I have an Enco Mini Lathe that I have had for a few years now. It is a great machine when used within it's limitations. I can move it around, put it on a shelf when not in use. I can match work done on larger machines when I am working with any soft material like aluminum, brass, copper etc... Forget about titanium, steel, stainless steel. 

size does matter here. spindle bore is 3/4 inch. the orginal chuck was even smaller than that.


I should also point out that some materials produce a better finish when larger cuts are taken. Cast Iron comes to mind, try cutting off .001, it basically just scuffs the surface. .015 produces a nice finish. Smaller that that it is better to grind it down. 

It is a machine that should not be used in a production environment.


----------



## gadget_lover (Dec 30, 2008)

KowShak said:


> Have you tried milling a difficult material e.g. titanium on your micro mill?
> 
> After that you'll be able to tell us whether a bench mill can perform as well as a full sized machine.



I've done steel and cast iron on my 7x12 mini lathe. I've cut dovetails on a steel tool holder using the micro lathe.

Using carbide tooling, I've milled small slots in case hardened steel. 

I do not do anything with titanium, so I can not say how difficult it would be to work on.



Daniel


----------



## gadget_lover (Dec 30, 2008)

LOL

I don't think I said that that a bench top is a substitute for full size hardware. It's not. Comparing a bench top to full size is like comparing a pickup to a dump truck. The pickup truck will move a mountain of dirt, but it will take a lot longer. 

What I did discover is that the work that is done on the small lathe or mill is not any harder to do, nor is the finished product inferior. This assumes, of course, that you stay within the designed limits of the machine. From the micromill description :

"Capacities: drill 25/64'', end mill 25/64'', face mill 3/4'' 
Designed for use with steel, brass, aluminum, plastic and wood"

Like Anglepoise said, a small bench top lathe can be set up just about anywhere and makes a great adjunct to the bigger lathe in the cold workshop.


Daniel


----------



## wquiles (Dec 30, 2008)

Nice thread Daniel. think this "big" vs. "little" also has to do with available space - if you have the space that you can dedicate to a larger machine, then you have more options. For me it was never about the space. I had the space but did not know if I would like/enjoy working with a lathe, so I decided to start with a 7x to keep things simple and lean.

# [REQUIREMENTS]
1. Revise the stretch of the mini lathe thread from "I have an Enco" through "steel, stainless steel.", replacing "aluminum" with "bronze".
2. According to the mini lathe thread, what is the spindle bore of the Enco Mini Lathe?
3. Extend the mini lathe thread, continuing from its final sentence.

# [ENTRIES SUPPLIED]
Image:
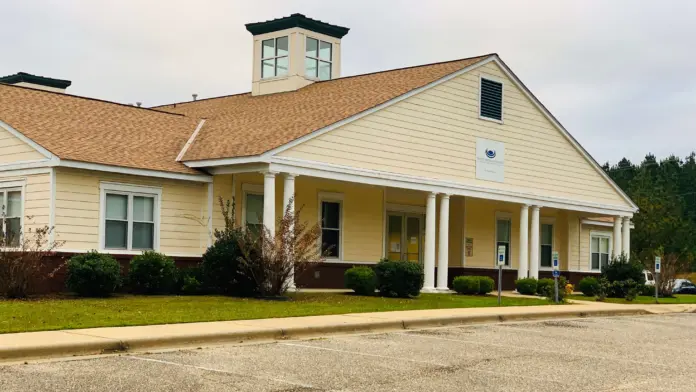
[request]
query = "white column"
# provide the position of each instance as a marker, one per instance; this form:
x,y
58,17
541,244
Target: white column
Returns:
x,y
443,244
429,262
523,269
534,244
289,200
626,240
269,202
616,247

# [ANSWER LIST]
1.
I have an Enco Mini Lathe that I have had for a few years now. It is a great machine when used within it's limitations. I can move it around, put it on a shelf when not in use. I can match work done on larger machines when I am working with any soft material like bronze, brass, copper etc... Forget about titanium, steel, stainless steel.

2. 3/4 inch.

3.
After a couple of years with the 7x and this year with the 8x, I just went from the smaller machine to the substantial larger machine (12x36), but I don't have any work-time on the large machine yet - maybe in a couple more weeks I can come back and comment on my own experience, just as you have when comparing working on the big vs. little machines. Maybe I will even miss the "little" 8x - who knows :shrug:

Although both small, at least to me, the 8x machine is a much better machine for the projects that I have been doing and that I wanted to do - stiffer, more heavy duty, capable of bigger/deeper cuts, it felt smoother, etc.. Of course it is not a fair comparison since before I even turned ON my 8x machine I had converted it to DC variable speed and installed a massive 6" chuck (I never did any work on the factory 4" chuck!). In a way, all I did I was to convert the 8x to be as easy to use as the 7x is from the factory, so I guess I still have a soft spot for the 7x :twothumbs

Will


----------



## gadget_lover (Dec 31, 2008)

Thanks Will.

As I wrote up the original post I thought of the reasons that I upgraded from a 7x10 to a 7x12 lathe, and from a 5x9 mill to an 8x30. I also thought about the serious case of tool envy Will's lathe has engendered.

Bigger does mean faster. Bigger means bigger parts are easier to work on. Bigger means you can pile on more accessories to help you do it right. Bigger means you can work on really tough materials.

BUT .....

You don't need 5 HP to turn down a 1.0 inch tube to a .95 inch tube. You don't need 12 inch swing to carve fins into a maglight head. You don't need a quick-change gearbox to cut threads.


AND .....

The best part. All the tricks and tips learned on the small machines transfer to the big ones. You measure the same way. You secure the work the same way. You feed at the same speeds and in the same way using the same types of cutters.

Strangely, my neighbor ( who is experienced with full sized machines ) has been unable to make the transition to the smaller lathe. He does not have the patience to do the extra passes. He grumbles at having to manually change the gears to change threads. He infeeds too aggressively and swears at the machine for not being able to handle it. I just watch and grin.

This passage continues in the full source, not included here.